移動速度差が前記好ましい範囲であれば上記Re[0°]、γ、Rthを好ましい範囲に制御することが達成でき好ましい。なお、挟圧装置を用いた周速差製膜ではメルトが全幅に渡り均等に2つの挟圧面によって挟みこまれているため、得られるフィルムの光学特性の幅方向分布が小さいのが特徴である。
さらに移動速度差が20%以下であれば、挟圧装置の挟圧面とメルトとの間でスリップが発生しにくく、横ダンが発生しにくくなるため好ましい。
【0067】
本発明の製造方法では、溶融押出しされた溶融物を挟圧装置を構成する第一挟圧面と第二挟圧面の間に連続的に挟圧してフィルム状に成形する従来の方法に加え、前記挟圧工程において、前記溶融物を15〜500MPaの圧力で挟圧することが好ましく、より容易に本発明の光学特性を有するフィルムを作製することができる。挟圧工程における圧力は、より好ましくは30〜500MPa、特に好ましくは35〜300MPa、さらに好ましくは40〜200MPaである。15MPa以上であれば、メルトを押さえつける力が十分に強く、メルトにせん断応力を加えてズリ効果を充分与えることができ、上述のような光学特性を達成できる。また15MPa以上であれば、挟圧装置の挟圧面の押し付けが十分にできるため、周速差を付与した際にメルトと挟圧装置の挟圧面との間でスリップが発生しにくく、横ダンが発生しにくい。一方、500MPa以下の圧力であれば、メルトに与える力が大きすぎず、メルトが変形して横ダンを形成することがないため好ましい。
【0068】
(吐出温度)
本発明の製造方法では、吐出温度(供給手段の出口の樹脂温度)は、樹脂の成形性向上と劣化抑制の観点から、Tg+50〜Tg+200℃であることが好ましく、Tg+70〜Tg+180℃であることがより好ましく、Tg+90〜Tg+150℃であることが特に好ましい。すなわち、Tg+50℃以上であれば、樹脂の粘度が十分低くなるため成形性が良好となり、Tg+200℃以下であれば、樹脂が劣化しにくい。
【0069】
(エアーギャップ)
本発明の製造方法では、例えばダイなどの供給手段から熱可塑性樹脂組成物を挟圧装置に供給する場合、エアーギャップ(供給手段の出口から挟圧装置の溶融物着地点までの距離)は、エアーギャップ間におけるメルトの保温の観点から、可能な限り近接することが好ましく、具体的には10〜300mmであることが好ましく、より好ましくは、20〜250mm、特に好ましくは、30〜200mmである。
* * * * *
● 課題:
(A) フィルム製造方法についての本文から、「さらに移動速度差が20%以下」から「することがないため好ましい。」までの部分を一字一句たがえずに書き写しなさい。
(B) フィルム製造方法についての本文を、最後の文の次から書き継ぎなさい。

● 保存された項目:
* * * * *
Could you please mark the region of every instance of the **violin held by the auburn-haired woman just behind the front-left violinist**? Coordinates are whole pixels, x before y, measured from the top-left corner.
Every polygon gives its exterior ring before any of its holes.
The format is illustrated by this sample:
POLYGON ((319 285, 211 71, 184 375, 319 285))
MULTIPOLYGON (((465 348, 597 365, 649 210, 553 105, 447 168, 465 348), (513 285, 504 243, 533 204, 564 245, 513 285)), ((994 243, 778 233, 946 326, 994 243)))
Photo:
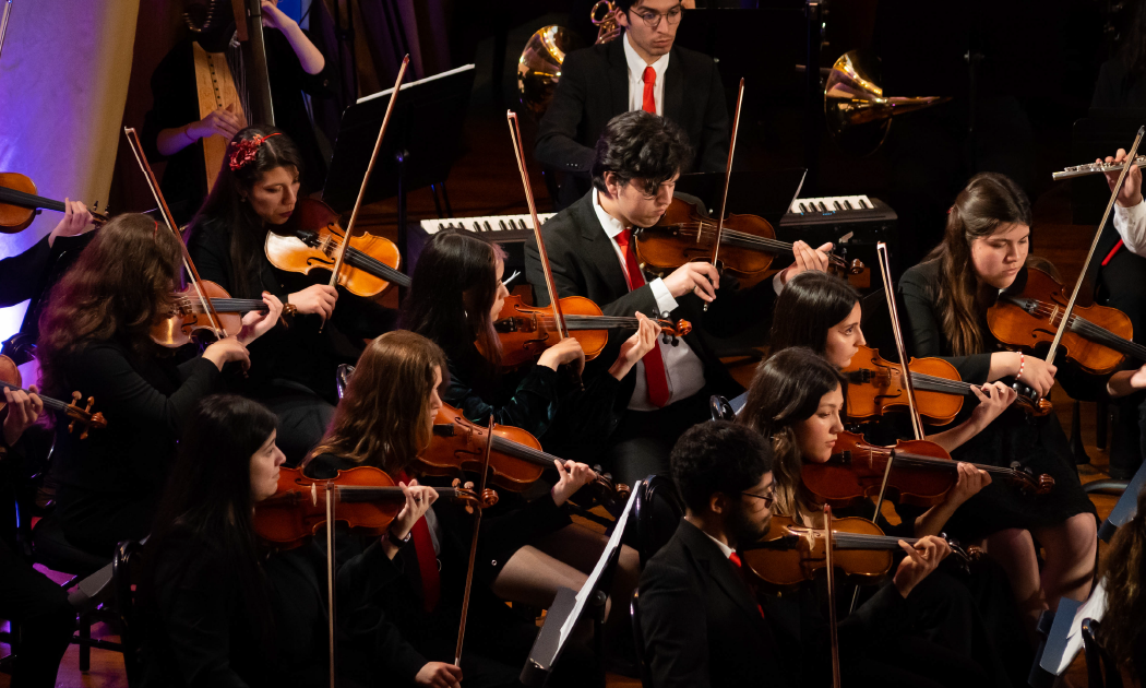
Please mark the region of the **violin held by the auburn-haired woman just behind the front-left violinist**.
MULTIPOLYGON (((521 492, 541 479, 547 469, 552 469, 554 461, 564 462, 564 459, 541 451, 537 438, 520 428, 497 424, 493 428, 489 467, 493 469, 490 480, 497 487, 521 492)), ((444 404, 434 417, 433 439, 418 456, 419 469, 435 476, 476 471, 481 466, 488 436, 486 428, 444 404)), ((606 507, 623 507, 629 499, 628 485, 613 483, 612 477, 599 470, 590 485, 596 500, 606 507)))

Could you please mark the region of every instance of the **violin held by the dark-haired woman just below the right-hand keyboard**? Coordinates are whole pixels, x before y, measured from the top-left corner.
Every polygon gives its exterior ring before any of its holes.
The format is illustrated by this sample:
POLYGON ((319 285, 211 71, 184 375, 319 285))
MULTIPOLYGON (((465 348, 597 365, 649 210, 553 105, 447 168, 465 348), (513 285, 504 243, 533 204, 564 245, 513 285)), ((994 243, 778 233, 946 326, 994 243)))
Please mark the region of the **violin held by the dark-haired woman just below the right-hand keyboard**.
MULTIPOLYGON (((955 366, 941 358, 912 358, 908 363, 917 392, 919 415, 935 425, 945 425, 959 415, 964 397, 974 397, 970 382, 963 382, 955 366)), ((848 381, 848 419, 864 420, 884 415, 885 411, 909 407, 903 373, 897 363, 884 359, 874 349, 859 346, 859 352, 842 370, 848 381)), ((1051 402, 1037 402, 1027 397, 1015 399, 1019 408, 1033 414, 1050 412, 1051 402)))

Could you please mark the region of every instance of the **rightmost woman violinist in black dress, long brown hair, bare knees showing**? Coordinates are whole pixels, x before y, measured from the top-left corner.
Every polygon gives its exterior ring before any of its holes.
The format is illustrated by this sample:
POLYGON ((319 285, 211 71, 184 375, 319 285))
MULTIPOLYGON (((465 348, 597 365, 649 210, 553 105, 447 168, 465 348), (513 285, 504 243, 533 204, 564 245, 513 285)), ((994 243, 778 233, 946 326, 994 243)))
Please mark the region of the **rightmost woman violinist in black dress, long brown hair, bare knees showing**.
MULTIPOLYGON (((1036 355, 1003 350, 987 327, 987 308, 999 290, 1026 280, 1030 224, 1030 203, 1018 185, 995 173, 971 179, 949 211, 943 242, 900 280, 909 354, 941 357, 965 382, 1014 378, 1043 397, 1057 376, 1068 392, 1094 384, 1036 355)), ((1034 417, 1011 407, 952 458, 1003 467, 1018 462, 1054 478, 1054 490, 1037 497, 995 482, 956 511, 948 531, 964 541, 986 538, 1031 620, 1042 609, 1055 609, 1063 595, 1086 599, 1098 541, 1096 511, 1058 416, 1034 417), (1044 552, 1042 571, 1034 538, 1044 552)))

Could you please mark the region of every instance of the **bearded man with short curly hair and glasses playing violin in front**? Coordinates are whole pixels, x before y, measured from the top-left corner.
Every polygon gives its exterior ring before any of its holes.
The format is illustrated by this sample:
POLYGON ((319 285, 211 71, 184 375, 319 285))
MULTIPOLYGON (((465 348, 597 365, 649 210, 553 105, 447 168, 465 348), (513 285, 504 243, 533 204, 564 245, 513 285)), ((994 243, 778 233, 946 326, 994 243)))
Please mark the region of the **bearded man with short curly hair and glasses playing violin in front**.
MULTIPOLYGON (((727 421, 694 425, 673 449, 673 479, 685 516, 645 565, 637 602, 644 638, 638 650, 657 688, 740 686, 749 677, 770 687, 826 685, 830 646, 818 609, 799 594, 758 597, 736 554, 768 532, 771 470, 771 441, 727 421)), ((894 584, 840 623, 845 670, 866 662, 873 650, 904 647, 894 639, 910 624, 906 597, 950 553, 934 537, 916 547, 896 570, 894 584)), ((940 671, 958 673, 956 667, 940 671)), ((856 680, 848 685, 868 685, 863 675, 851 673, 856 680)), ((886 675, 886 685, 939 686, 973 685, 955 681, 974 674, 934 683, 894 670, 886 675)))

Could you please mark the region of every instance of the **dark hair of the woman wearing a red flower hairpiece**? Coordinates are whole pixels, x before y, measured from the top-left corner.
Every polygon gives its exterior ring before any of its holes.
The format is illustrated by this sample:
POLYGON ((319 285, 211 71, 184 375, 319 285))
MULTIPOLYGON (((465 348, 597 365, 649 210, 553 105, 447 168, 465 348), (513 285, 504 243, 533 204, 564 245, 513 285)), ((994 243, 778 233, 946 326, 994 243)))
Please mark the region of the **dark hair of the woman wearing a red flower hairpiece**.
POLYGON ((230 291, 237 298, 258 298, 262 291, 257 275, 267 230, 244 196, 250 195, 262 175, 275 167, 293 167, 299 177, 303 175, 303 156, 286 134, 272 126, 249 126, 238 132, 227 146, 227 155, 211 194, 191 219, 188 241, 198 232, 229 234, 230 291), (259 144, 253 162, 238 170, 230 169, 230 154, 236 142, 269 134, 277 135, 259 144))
* * * * *
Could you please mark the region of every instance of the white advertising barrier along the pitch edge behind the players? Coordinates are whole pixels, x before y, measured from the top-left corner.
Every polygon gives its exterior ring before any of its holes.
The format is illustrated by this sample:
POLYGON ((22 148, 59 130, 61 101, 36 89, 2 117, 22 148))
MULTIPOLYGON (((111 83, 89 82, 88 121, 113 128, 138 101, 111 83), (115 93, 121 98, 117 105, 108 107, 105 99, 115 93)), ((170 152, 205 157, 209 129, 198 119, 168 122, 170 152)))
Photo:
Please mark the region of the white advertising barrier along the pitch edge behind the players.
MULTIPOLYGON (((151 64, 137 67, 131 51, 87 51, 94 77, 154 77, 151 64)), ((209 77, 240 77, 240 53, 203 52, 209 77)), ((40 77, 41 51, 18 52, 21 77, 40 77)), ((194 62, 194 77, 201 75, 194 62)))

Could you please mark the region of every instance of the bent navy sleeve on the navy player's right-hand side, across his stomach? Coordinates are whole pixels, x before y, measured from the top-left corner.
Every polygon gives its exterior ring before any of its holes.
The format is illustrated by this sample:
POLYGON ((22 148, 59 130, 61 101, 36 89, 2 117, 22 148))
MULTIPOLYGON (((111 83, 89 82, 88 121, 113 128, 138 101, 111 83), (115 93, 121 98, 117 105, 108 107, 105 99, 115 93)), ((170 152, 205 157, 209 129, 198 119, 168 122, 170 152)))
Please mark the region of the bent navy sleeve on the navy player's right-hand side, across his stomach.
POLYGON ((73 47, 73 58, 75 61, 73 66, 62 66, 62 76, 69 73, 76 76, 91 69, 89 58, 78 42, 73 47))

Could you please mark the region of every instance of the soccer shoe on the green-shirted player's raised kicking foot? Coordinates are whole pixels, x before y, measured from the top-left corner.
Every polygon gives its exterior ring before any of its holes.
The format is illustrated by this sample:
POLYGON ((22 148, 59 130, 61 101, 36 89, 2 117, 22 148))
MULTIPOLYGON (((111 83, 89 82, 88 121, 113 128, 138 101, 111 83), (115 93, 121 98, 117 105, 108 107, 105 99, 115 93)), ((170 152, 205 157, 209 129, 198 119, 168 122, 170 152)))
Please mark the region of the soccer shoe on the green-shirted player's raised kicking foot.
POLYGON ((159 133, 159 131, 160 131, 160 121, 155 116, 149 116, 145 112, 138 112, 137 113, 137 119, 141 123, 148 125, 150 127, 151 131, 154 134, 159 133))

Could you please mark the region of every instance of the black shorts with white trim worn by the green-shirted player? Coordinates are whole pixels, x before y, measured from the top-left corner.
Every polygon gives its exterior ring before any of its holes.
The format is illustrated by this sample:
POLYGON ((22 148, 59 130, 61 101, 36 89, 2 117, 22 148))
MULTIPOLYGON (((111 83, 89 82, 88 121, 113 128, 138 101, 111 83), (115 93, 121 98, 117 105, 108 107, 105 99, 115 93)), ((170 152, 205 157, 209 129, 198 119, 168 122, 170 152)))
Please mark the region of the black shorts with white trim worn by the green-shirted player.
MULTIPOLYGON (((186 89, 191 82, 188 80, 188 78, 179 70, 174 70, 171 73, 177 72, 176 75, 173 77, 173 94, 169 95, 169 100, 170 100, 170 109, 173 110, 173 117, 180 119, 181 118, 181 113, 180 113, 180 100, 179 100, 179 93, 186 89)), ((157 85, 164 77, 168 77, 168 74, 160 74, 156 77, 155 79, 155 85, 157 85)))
* * * * *
● 解答:
(A)
さらに移動速度差が20%以下であれば、挟圧装置の挟圧面とメルトとの間でスリップが発生しにくく、横ダンが発生しにくくなるため好ましい。
【0067】
本発明の製造方法では、溶融押出しされた溶融物を挟圧装置を構成する第一挟圧面と第二挟圧面の間に連続的に挟圧してフィルム状に成形する従来の方法に加え、前記挟圧工程において、前記溶融物を15〜500MPaの圧力で挟圧することが好ましく、より容易に本発明の光学特性を有するフィルムを作製することができる。挟圧工程における圧力は、より好ましくは30〜500MPa、特に好ましくは35〜300MPa、さらに好ましくは40〜200MPaである。15MPa以上であれば、メルトを押さえつける力が十分に強く、メルトにせん断応力を加えてズリ効果を充分与えることができ、上述のような光学特性を達成できる。また15MPa以上であれば、挟圧装置の挟圧面の押し付けが十分にできるため、周速差を付与した際にメルトと挟圧装置の挟圧面との間でスリップが発生しにくく、横ダンが発生しにくい。一方、500MPa以下の圧力であれば、メルトに与える力が大きすぎず、メルトが変形して横ダンを形成することがないため好ましい。

(B)
【0070】
(ライン速度)
本発明の製造方法では、製膜速度は10m/分〜100m/分が好ましく、より好ましくは15m/分〜80m/分、さらに好ましくは20m/分〜60m/分である。10m/分以上であれば挟圧工程に使用する挟圧装置の挟圧面の駆動むらの影響が出にくく、横ダン発生の原因を抑えることができる。一方100m/分以下であればメルトやフィルムの変形速度が大きくなりすぎず、メルトやフィルムの変形が製膜速度に追いつくため、これに起因するむらが発生せず、横ダン発生の原因を抑えることができる。
また、ライン速度(製膜速度)が10m/分以上であると、エアーギャップ中でのメルトの冷却を抑制でき、メルトの温度が高い状態で、挟圧装置によって、より均一なせん断変形を付与できる。なお、前記ライン速度とは、挟圧装置間を溶融物が通過する速度、および搬送装置におけるフィルム搬送速度を表す。
【0071】
(製膜幅)
本発明の製造方法では、フィルム状の溶融物の幅は特に制限はなく、例えば200〜2000mmとすることができる。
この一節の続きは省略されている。